Exercise aim: An exact copy of every record below is what's needed here.

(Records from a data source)

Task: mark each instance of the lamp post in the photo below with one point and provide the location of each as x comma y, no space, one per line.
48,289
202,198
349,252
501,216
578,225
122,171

Written response:
Task: mark each instance of the lamp post in the photo below with one point and provide the location of each as x comma y, no space, one per line.
48,289
202,198
349,252
501,216
578,225
122,171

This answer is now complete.